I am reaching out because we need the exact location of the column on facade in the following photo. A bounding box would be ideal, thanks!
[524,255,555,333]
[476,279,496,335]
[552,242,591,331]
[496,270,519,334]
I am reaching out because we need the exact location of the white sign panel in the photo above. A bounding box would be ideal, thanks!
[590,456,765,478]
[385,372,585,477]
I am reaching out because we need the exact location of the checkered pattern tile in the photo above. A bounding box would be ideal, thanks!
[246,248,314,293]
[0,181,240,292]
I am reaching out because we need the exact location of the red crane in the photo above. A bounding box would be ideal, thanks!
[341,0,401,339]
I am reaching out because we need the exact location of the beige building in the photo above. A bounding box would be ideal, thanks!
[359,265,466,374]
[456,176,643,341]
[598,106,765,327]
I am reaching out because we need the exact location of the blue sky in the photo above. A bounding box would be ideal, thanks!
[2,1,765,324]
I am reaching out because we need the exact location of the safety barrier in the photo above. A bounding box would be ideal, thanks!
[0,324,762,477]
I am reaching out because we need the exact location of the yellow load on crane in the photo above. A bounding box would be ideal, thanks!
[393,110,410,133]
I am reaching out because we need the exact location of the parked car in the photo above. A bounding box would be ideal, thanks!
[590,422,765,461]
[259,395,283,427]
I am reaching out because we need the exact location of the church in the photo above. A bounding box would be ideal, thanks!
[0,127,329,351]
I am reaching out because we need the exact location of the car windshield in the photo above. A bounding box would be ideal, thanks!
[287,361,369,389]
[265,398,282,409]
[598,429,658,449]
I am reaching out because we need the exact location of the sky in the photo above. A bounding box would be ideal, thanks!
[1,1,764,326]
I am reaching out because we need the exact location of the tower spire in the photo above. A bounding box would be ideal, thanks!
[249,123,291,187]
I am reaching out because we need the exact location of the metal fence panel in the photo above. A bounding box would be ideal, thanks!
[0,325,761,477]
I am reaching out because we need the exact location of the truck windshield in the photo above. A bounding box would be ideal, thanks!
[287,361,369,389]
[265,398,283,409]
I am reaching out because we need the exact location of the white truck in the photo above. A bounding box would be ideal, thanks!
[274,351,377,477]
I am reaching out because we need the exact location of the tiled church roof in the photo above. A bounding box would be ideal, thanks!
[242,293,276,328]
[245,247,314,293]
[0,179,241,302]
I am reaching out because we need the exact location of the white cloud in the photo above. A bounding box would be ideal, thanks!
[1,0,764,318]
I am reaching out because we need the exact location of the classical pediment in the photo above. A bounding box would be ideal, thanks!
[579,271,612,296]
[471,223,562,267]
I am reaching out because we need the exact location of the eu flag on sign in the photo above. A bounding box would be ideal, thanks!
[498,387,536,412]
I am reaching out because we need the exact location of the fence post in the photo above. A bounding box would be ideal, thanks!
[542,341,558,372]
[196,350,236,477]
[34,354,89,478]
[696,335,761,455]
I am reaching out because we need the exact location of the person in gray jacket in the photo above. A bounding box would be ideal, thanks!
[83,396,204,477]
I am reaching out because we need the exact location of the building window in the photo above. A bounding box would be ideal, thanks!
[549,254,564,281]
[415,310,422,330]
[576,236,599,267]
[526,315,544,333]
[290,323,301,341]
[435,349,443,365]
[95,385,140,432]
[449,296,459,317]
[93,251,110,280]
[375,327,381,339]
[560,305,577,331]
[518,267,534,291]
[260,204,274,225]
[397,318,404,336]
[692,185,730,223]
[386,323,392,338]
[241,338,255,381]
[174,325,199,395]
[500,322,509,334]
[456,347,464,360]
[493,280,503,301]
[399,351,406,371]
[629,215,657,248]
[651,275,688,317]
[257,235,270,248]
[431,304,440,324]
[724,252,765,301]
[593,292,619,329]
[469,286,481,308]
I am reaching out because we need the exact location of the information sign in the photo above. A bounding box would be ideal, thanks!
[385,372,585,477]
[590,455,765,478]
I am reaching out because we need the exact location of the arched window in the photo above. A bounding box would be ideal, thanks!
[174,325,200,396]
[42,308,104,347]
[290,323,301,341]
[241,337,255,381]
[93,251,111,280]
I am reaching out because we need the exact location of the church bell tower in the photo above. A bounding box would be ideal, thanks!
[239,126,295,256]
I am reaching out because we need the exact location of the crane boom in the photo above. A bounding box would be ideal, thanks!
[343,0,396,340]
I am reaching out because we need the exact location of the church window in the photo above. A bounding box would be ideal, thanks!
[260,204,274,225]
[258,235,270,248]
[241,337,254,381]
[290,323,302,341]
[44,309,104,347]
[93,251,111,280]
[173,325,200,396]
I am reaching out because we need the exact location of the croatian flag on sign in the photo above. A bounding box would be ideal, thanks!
________________
=== WHAT IS EXPECTED ===
Please reproduce the records above in their entirety, exactly as given.

=== TASK ANSWER ===
I am reaching out because we need the exact location of the column on facade in the following photo. A bounding box would be ideal, thanks!
[524,255,555,333]
[476,279,496,335]
[552,242,591,331]
[496,270,519,334]
I am reaching out because we need the exact location of the white sign panel in the photo above. A bounding box would be ideal, thanks!
[590,456,765,478]
[385,372,585,477]
I am reaching out because we need the exact location of the checkered pattern tile in the photo above. A bounding box would be ideal, thanks!
[246,248,314,293]
[0,181,240,292]
I am reaching out because we need the exact location of the red crane in the photo above. A bounding box would be ideal, thanks!
[341,0,401,339]
I am reaching out because we need the exact location of the beige building in the photo above. A bounding box would be ideal, thanks!
[359,265,466,374]
[456,176,643,341]
[598,106,765,327]
I am reaching out because we need the exact location of the blue sky in the photo above. A bounding box would be ideal, thanks!
[2,1,765,324]
I am reaching out because we need the exact location of the safety barrier in the photo above. A bounding box would be ideal, thanks!
[0,324,762,477]
I am reaching out because we need the exact location of the yellow load on crane in the photo above. A bounding box would be ideal, thanks!
[393,110,410,133]
I am reaching out because we need the exact location of the parked car in the photo above. A bounding box would be ideal, thanks!
[590,422,765,461]
[259,395,283,427]
I am reaching out because we need the exact location of the church in the photo above. A bounding box would be ideal, thanks!
[0,127,329,351]
I am reaching out because we need the exact location of the car windshield in the photo above. A bounding box would be ideal, thanks!
[287,361,369,389]
[265,398,282,409]
[598,429,658,449]
I am reaching out because we need the exact location of the sky in the photo above. A bounding box would be ideal, thanks!
[1,1,764,326]
I am reaching out because we need the exact location of the tower spire in the photo above. A bounding box would be ideal, thanks!
[249,123,291,187]
I am reaching out because we need the exact location of the metal fence panel in the photo above. A bounding box would be ideal, thanks!
[0,325,761,477]
I am reaching out because we need the exact location of the truck windshield in the photo above. A bounding box would be ideal, thanks!
[287,361,369,389]
[265,398,283,409]
I am reaching out because we need the exact location of the white truck in the photo above. A bounding box would be ideal, thanks!
[274,351,377,477]
I am reaching out because we need the exact location of the tiled church roof in the photo above. A bounding box would be ideal, thanks!
[242,293,276,328]
[245,247,314,293]
[0,179,241,302]
I am reaching out because we need the exact location of the white cloud in the photo above. A bounding box would be ideal, thanks!
[1,0,764,318]
I am reaching out because we need the exact location of the classical pediment in the photo above. A bounding box would be ideal, thanks!
[579,271,612,296]
[471,223,562,267]
I am reaching out because we need the exact location of the eu flag on sign in the photo above. A bounding box would be ideal, thanks!
[498,387,536,412]
I am reaching out because we need the exact location of the fence post in the photo above. A bounding box would be ideal, thanks!
[542,341,558,372]
[196,350,236,477]
[34,354,89,478]
[696,335,761,455]
I am reaching out because we need the exact location of the person in gray jacket in the photo above. A bounding box would be ideal, thanks!
[83,396,204,477]
I am reaching out because we need the exact location of the building window in the photo above. A bounding box would be ideal, thanks!
[549,254,564,281]
[415,310,422,330]
[576,236,599,267]
[526,315,544,333]
[290,323,301,341]
[435,349,443,365]
[95,385,140,432]
[449,296,459,317]
[93,251,110,280]
[375,327,381,339]
[560,305,577,331]
[518,267,534,291]
[260,204,274,225]
[397,318,404,336]
[692,185,730,223]
[386,323,392,338]
[241,338,255,381]
[174,325,199,395]
[500,322,509,334]
[456,347,464,360]
[493,280,503,301]
[399,351,406,371]
[629,215,657,248]
[651,275,688,317]
[257,235,270,248]
[431,304,440,324]
[724,252,765,301]
[593,292,619,329]
[469,286,481,308]
I am reaching out because we need the exact location of the information sign in the photo above. A bounding box would be ideal, thanks!
[385,372,585,477]
[590,455,765,478]
I am reaching out because we need the exact location of the arched window in the photo above. A bounding box would be ideal, thanks!
[174,325,200,396]
[42,308,104,347]
[290,323,301,341]
[241,337,255,381]
[93,251,111,280]
I am reaching out because we need the exact location of the church bell tower in the photo above. A bounding box would be ideal, thanks!
[239,126,295,256]
I am reaching out because we need the exact location of the crane boom in the photo above. A bounding box would be ideal, thanks!
[343,0,396,340]
I am reaching out because we need the exact location of the church window in the photo above. A bounding box would be ideal, thanks!
[260,204,274,225]
[258,235,270,248]
[241,337,254,381]
[290,323,302,341]
[44,309,104,347]
[93,251,111,280]
[173,325,200,396]
I am reaching out because we need the exact location of the croatian flag on sign in the photo above. A bounding box would be ideal, thanks!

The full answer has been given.